▶ [SOURCE EXCERPT]
— Begin —

MEDIA WATCH: With bearing the PJ legend, it's five stars all down the line, and woe betide any poor sap who expresses critical impatience at the spectacle of the waifs of darkness battling the freaks of light for hours and hours and hours on end

David Cohen
Sat, 01 Dec 2012

MEDIA WATCH

Give or take the occasional tempest in a teacup, though, the coverage accorded to life in Jacksonville has been a beautiful thing to behold

If Tuesday’s reverential interview on Morning Report was anything to go by, the case of Wingnut Films against Radio New Zealand reporter Cushla Norman appears to have been completely laid to rest – just in time for this week’s “world premiere” of the first installment of The Hobbit films in Wellington.

Ms Norman had originally been told by a publicist that she had filed too many negative stories in the past and her accreditation had therefore been revoked to Wednesday’s launch of the first of the latest round of Sir Peter Jackson-directed fantasy movies. As a consolation, presumably, RNZ was offered the opportunity to send another reporter in her stead.

— End —

▶ [YOUR INSTRUCTIONS]
Extend the Media Watch piece on the revoked Hobbit premiere accreditation of RNZ reporter Cushla Norman with the next few paragraphs, starting after its final sentence.

▶ [INFORMATION SUPPLIED]
— Begin —

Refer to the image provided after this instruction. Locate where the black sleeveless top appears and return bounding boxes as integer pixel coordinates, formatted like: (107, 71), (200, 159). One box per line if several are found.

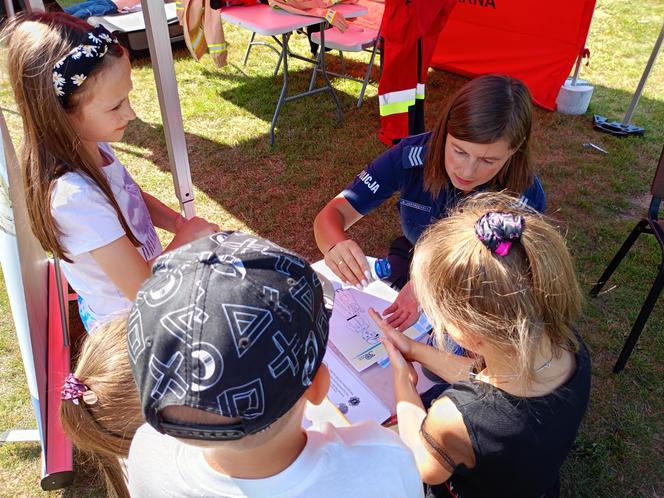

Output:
(425, 336), (590, 498)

— End —

▶ [TASK OUTPUT]
To its great credit, RNZ both declined the kind offer and publicised its reason for doing so: that it would not be dictated to. This led to yet another publicist from the company taking to the airwaves to reveal that Sir Peter Jackson had in fact been “mortified” by the unpleasantness. Ms Norman would be only too welcome to attend the film, listeners were assured.

So far, so typical. Spats such as these are a dime a dozen in the entertainment biz. But of all the tanties involving promoters and journalists sparring over a local event, this particular highhanded response deserved a space of its own.

Here we have, after all, one of the most journalistically admired entertainment projects ever to operate in New Zealand – an operation so lauded that one local newspaper even changed its name for a brief period to celebrate its last major work with The Lord of the Rings trilogy of films – truculently suggesting that even this degree of editorial adulation is insufficient for its corporate ego.

Of course there’s nothing objectionable in any business doing what it believes is best to safeguard the brand. In relatively short time, Sir Peter has taken his work from that of the spare-time one-man operation, forged during the time he worked as a plate-maker at the old Wellington Newspapers group back in the 1980s, to overseeing what is today one of the country’s largest private sector payrolls, catapulting Wellington to global cinematic prominence and no doubt economically benefiting the country at large.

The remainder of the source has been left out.